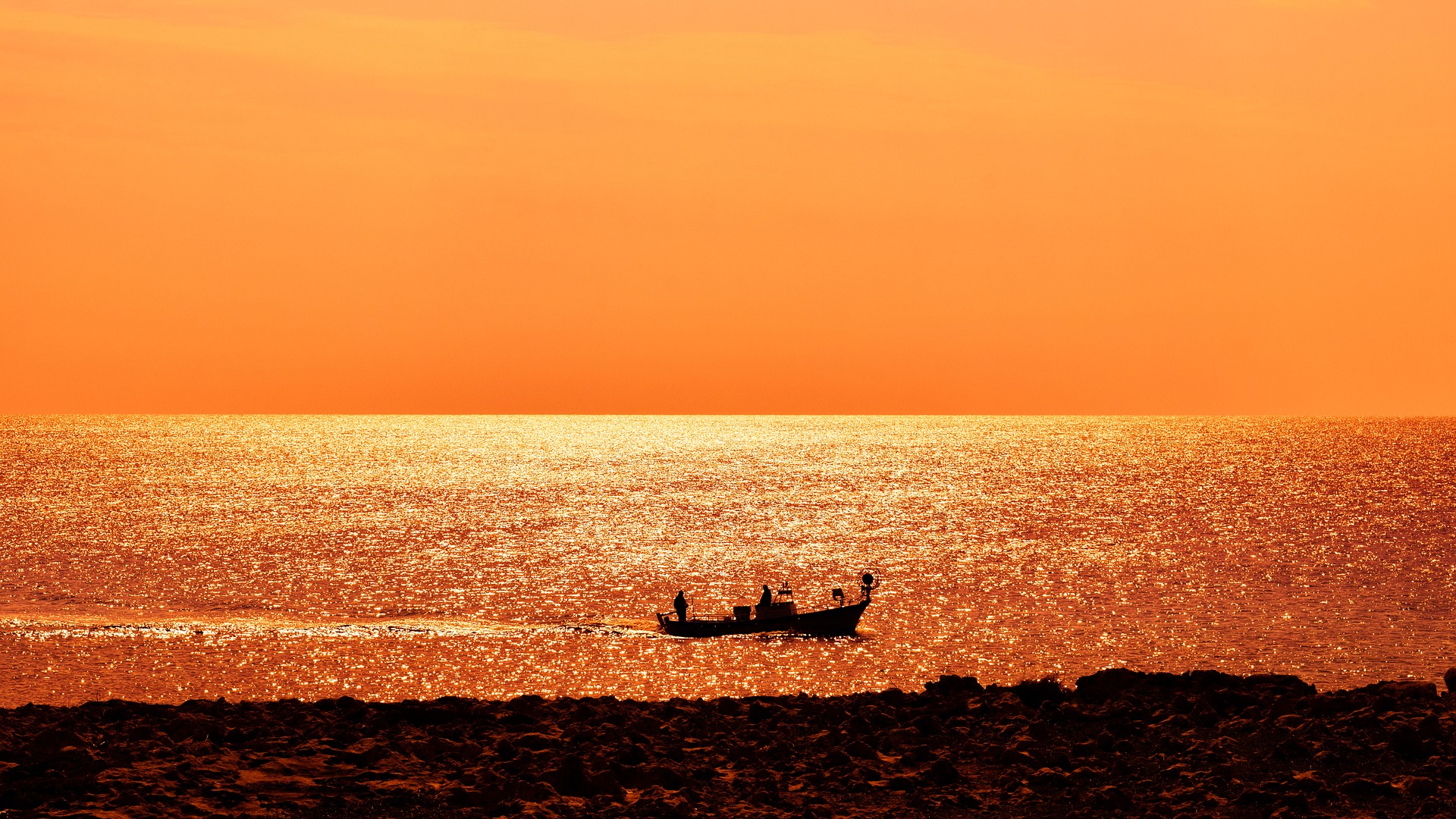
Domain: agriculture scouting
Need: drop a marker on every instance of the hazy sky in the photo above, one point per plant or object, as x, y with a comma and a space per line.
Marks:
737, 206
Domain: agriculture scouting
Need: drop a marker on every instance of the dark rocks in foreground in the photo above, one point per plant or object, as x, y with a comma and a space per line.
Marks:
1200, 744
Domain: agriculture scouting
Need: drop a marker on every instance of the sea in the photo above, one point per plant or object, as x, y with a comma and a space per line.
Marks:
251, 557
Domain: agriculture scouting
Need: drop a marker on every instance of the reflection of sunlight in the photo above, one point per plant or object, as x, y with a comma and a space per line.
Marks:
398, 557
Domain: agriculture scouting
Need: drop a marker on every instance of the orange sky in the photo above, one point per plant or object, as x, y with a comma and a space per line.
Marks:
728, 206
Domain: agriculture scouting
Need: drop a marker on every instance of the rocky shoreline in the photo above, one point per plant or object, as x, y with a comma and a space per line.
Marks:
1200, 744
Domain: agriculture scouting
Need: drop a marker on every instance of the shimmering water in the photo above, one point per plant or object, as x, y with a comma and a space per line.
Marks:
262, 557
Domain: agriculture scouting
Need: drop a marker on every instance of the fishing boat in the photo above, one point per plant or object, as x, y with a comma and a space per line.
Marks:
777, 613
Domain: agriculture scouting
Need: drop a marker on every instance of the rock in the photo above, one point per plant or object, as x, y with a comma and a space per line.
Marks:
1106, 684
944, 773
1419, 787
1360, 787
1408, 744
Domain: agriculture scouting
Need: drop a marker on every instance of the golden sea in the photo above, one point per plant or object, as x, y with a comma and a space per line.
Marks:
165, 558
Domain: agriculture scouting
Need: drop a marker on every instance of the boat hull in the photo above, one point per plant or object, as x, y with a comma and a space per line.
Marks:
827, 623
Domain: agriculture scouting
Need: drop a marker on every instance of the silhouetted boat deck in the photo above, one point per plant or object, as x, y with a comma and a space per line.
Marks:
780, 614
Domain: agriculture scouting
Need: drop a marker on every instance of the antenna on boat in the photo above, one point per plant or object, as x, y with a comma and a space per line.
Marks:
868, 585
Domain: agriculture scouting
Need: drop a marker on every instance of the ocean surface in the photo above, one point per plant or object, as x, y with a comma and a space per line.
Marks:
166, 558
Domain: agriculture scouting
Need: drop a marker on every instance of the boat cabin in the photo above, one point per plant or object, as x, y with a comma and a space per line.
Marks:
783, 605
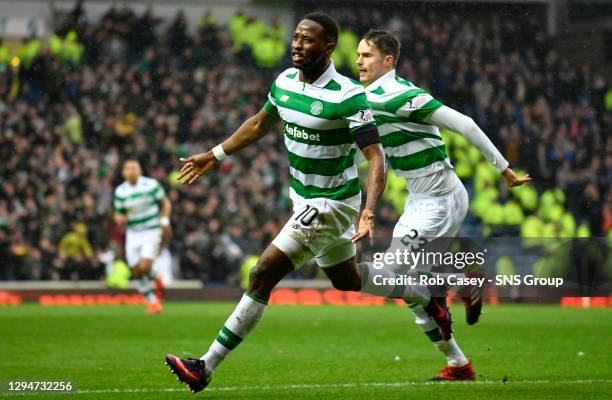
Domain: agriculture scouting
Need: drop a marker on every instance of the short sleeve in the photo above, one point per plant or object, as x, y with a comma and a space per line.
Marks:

***

TASK OBJECTIVE:
Set down the material exactly, every line of it, except for the pictures.

REPLY TO THE TASK:
Domain: agriculture scouting
Need: drop a marker on every instance of the hazy sky in the photo above, one point per plant or object, as x, y with a comma and a space per line.
Marks:
737, 206
Domain: agriculture scouting
Need: drop a marker on every instance of the dark rocks in foreground in the photo above, one point per plant or object, as x, y with a comma and a space per line.
Marks:
1200, 744
Domain: agriculture scouting
Need: drop a marker on every instance of the sea in the photo above, one point per plant or object, as x, y with a comma and a space per line.
Marks:
251, 557
Domain: agriculture scouting
Need: drop a marker on every instance of the reflection of sunlight in the photo above, one point per plant or object, as x, y with a comma and a space per line.
Marks:
398, 557
Domain: agriculture scouting
Need: drop a marker on every instance of the orange sky in the photo above, one point per plant or object, as x, y with a comma and a space per line.
Marks:
728, 206
Domain: agriculture scouting
Need: drop a marker on every instance of the rocky shoreline in the photo above, one point per plant or object, as x, y with a comma and a space per line.
Marks:
1200, 744
Domain: agriculture scouting
Need: drop a marker on every instance of the shimmering water in the photo above, one point per plant or object, as x, y with a comma and a space per line.
Marks:
262, 557
Domain: agriculture scouting
Need: drop a marker on every instance of the fishing boat in the photo above, one point per plant or object, as x, y with a comma and a space per line.
Marks:
777, 613
Domain: agriculture scouting
Need: drop a marker on every instance of the rock in the photo above, one point per plant or object, as x, y with a comma and a space per line.
Marks:
1106, 684
944, 773
1419, 787
1360, 787
1408, 744
Domain: agriculture scouting
Need: drop a marker on every instance of the golden sea in the photo above, one point per plant or object, as x, y with a comma and a space per line.
Marks:
165, 558
Domain: agriculture scouting
Need: drop a marker on every instance of the boat hull in the photo above, one point per plant or object, as x, y with a comma and a space per line.
Marks:
827, 623
Domain: agriculture scouting
Need: drop a marker on every instance of the silhouetted boat deck in the photo above, one point per plant or object, as x, y with a comma and a space per line.
Marks:
780, 614
Domain: agriculture scouting
Need: drop a marker on every instance of the antenna on boat in the photo above, one point per plant or object, as x, y with a comma and a space per line.
Marks:
868, 585
Domain: agriculture scouting
Need: drop a marker on every instance of the ocean surface in the photo above, one point per plant or object, as x, y with a comma and a space per line.
Marks:
166, 558
Domain: agriculture scouting
Need: drop a marker on every instance of the boat cabin in the photo above, one point per plant or object, as x, y with a comma and a space per line.
Marks:
783, 605
Domain: agriculture scouting
Need: drop a marker on every instance of the short sleeve in the photo above, one point per plant or object, as x, y with a comma and a space per line.
Marks:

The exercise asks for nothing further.